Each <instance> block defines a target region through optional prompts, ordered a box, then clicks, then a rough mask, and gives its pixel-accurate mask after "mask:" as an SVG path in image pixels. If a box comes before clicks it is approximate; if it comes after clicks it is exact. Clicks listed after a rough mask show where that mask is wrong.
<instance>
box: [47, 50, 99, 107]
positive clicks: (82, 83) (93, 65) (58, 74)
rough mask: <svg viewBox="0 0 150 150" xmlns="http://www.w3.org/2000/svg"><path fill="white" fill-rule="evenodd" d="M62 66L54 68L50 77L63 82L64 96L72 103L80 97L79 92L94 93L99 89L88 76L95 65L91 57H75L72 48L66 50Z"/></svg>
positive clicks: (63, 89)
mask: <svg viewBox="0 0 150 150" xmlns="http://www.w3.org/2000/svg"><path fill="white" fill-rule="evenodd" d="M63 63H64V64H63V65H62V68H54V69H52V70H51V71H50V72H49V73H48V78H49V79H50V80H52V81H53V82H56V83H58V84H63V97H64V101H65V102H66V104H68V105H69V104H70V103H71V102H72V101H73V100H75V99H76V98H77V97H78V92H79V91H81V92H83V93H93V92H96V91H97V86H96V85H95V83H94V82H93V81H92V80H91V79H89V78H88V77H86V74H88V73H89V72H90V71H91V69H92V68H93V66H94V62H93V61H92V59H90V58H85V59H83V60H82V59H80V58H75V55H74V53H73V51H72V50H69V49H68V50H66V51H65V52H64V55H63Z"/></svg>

Task item: Convert every line of the listing above into a numbered list, skipping any blank lines.

Exercise output:
1. Each <instance> block defines a target region through optional prompts, ordered a box, then clicks, then a rough mask, and gives its pixel-accurate mask after "mask:" as an SVG path in image pixels. If a box comes before clicks it is approximate; if it comes after clicks it is exact. Clicks listed after a rough mask show where that mask is wrong.
2. <instance>
3. box: [47, 50, 99, 107]
4. positive clicks: (82, 83) (93, 65) (58, 74)
5. rough mask: <svg viewBox="0 0 150 150" xmlns="http://www.w3.org/2000/svg"><path fill="white" fill-rule="evenodd" d="M62 66L54 68L50 77L63 82L64 96L72 103L80 97L79 92L94 93L99 89L88 76L95 65L91 57H75L72 48L66 50Z"/></svg>
6. positive clicks: (63, 89)
7. mask: <svg viewBox="0 0 150 150" xmlns="http://www.w3.org/2000/svg"><path fill="white" fill-rule="evenodd" d="M63 63H64V64H63V65H62V68H54V69H52V70H51V71H50V72H49V73H48V78H49V79H50V80H52V81H53V82H56V83H58V84H63V97H64V101H65V102H66V104H68V105H69V104H70V103H71V102H72V101H73V100H75V99H76V98H77V97H78V92H79V91H81V92H83V93H93V92H96V91H97V86H96V85H95V83H94V82H93V81H92V80H91V79H89V78H88V77H86V74H88V73H89V72H90V71H91V69H92V68H93V66H94V62H93V61H92V59H90V58H85V59H83V60H82V59H80V58H75V55H74V53H73V51H72V50H69V49H68V50H66V51H65V52H64V55H63Z"/></svg>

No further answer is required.